── Supplied text ──

# Kindle Fire HD Tablet



## Belguy (May 24, 2010)

I have just purchased a Kindle Fire HD 7 inch tablet from the Shopping Channel and now have to learn how to use the @#$% thing!

The receipt says "Kindle Fire HD 7 in Dolby, WIFI, 16GB. It included the cover and a wall charger that fully charges the tablet in four hours. I paid $219.99 plus tax for everything payable in 8 equal monthly payments with no interest charges.

Does it sound like I would need a router in order to surf the web and send emails?

Can you provide any other advice for a newbe to the tablet world?

If you own the new (to Canada at least) Kindle Fire HD tablet, what is your opinion of it? 

Any other thoughts or advice would be appreciated.


----------



## none (Jan 15, 2013)

You will need some sort of wireless network to surf the internet.

Is it the one with built in SPAM? That would drive me crazy - I'd sooner pay the extra $25 (which I assume is their objective - and rather clever I might add).


----------



## andrewf (Mar 1, 2010)

Why oh why didn't you buy a Nexus 7 instead?


----------



## leoc2 (Dec 28, 2010)

andrewf said:


> Why oh why didn't you buy a Nexus 7 instead?


That's what I have! Love it!


----------



## Belguy (May 24, 2010)

I bought the Kindle Fire HD because it was cheap and I could pay for it over 8 months with no interest. I was also told that it was the easiest to operate. Anyway, there are plenty of comparison articles found on Google such as:

http://reviews.cnet.com/8301-19736_...ire-hd-vs-nexus-7-which-one-is-right-for-you/

http://www.bestelectronicsreviewsonline.com/kindle-fire-hd-review/


----------



## Belguy (May 24, 2010)

Does anyone out there in cyberland own a Kindle Fire HD and, if so, what do you think of it?


----------



## cainvest (May 1, 2013)

andrewf said:


> Why oh why didn't you buy a Nexus 7 instead?


Actually the Samsung Tab 2 7" are on sale right now for ~ $169. I have one and it is a nice budget unit which does all that I need.
Also, the brand new Samsung Tab 3s should be out in July in 7", 8" and 10" versions. US price points puts them at $199, $299 and $399.

The Kindle HD does look like a nice unit, looks very much like the Nexus 7 spec wise.


----------



## jcgd (Oct 30, 2011)

Can anyone tell me about the Samsung tab or the nexus 7?

(Belguy, we will trick them. Now they will tell us about the kindle. :encouragement


----------



## cainvest (May 1, 2013)

jcgd said:


> Can anyone tell me about the Samsung tab or the nexus 7?


Sure ... in fact my friend has a kindle though I don't think its an HD version. He doesn't use it that much but had no complaints either.

BTW, the new Samsung tab 3's look really good, especially the 8" model.


----------



## Belguy (May 24, 2010)

jcgd said:


> Can anyone tell me about the Samsung tab or the nexus 7?
> 
> (Belguy, we will trick them. Now they will tell us about the kindle. :encouragement


It worked!!!:encouragement::biggrin-new::highly_amused:

Now, I have to hook up my new router which should be fun.


----------



## kcowan (Jul 1, 2010)

───

Given task A: In the Kindle Fire HD thread above, how long does the wall charger take to fully charge the tablet?
Given task B: Put this sentence from the Kindle Fire HD thread above into Spanish: "You will need some sort of wireless network to surf the internet."
Given task C: Transcribe the Kindle Fire HD thread above, beginning at the words that contain "I bought the" and stopping after "think of it?".

── Supplied information ──

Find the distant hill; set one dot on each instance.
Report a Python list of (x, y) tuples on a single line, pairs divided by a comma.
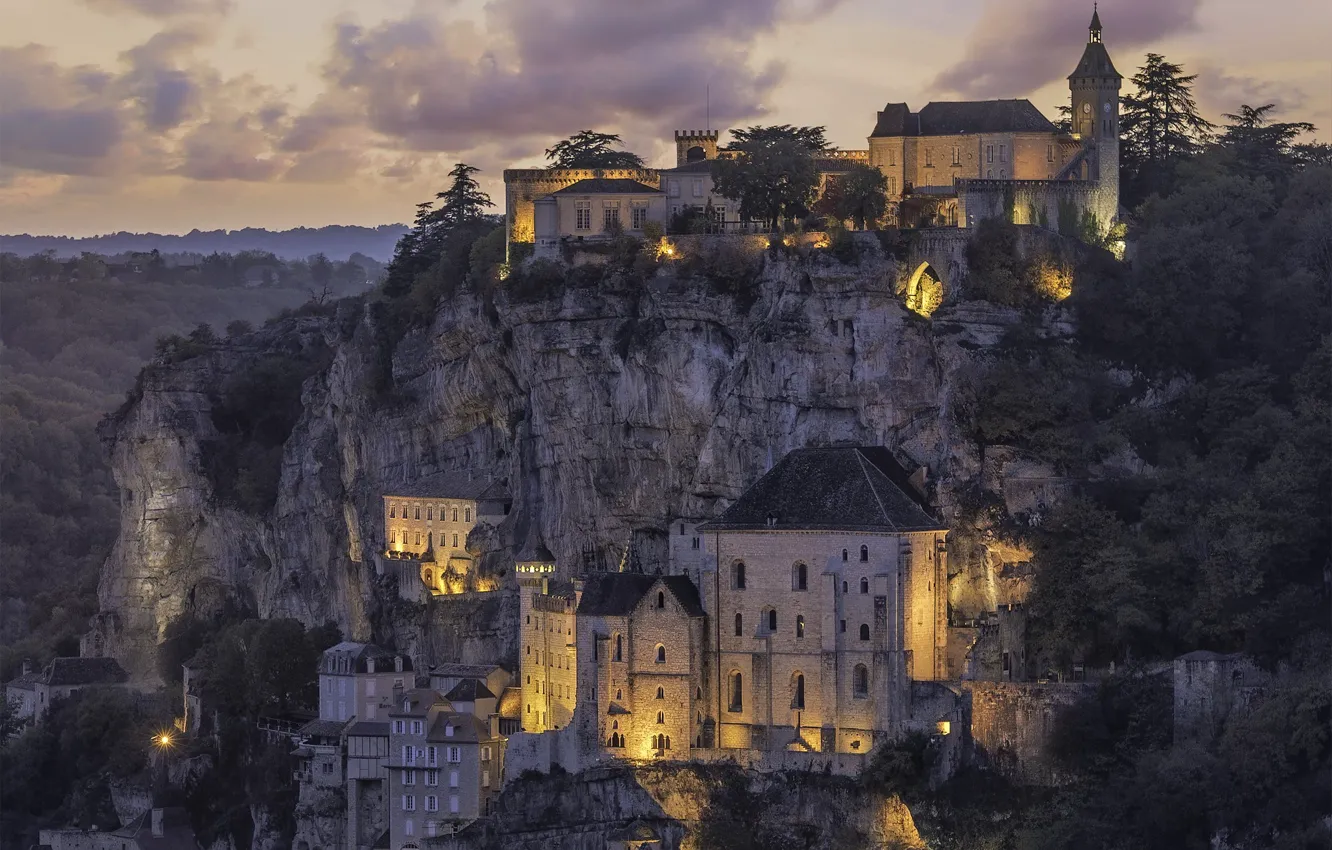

───

Final answer A: Four hours.

Final answer B: Necesitarás algún tipo de red inalámbrica para navegar por internet.

Final answer C:
I bought the Kindle Fire HD because it was cheap and I could pay for it over 8 months with no interest. I was also told that it was the easiest to operate. Anyway, there are plenty of comparison articles found on Google such as:

http://reviews.cnet.com/8301-19736_...ire-hd-vs-nexus-7-which-one-is-right-for-you/

http://www.bestelectronicsreviewsonline.com/kindle-fire-hd-review/


----------



## Belguy (May 24, 2010)

Does anyone out there in cyberland own a Kindle Fire HD and, if so, what do you think of it?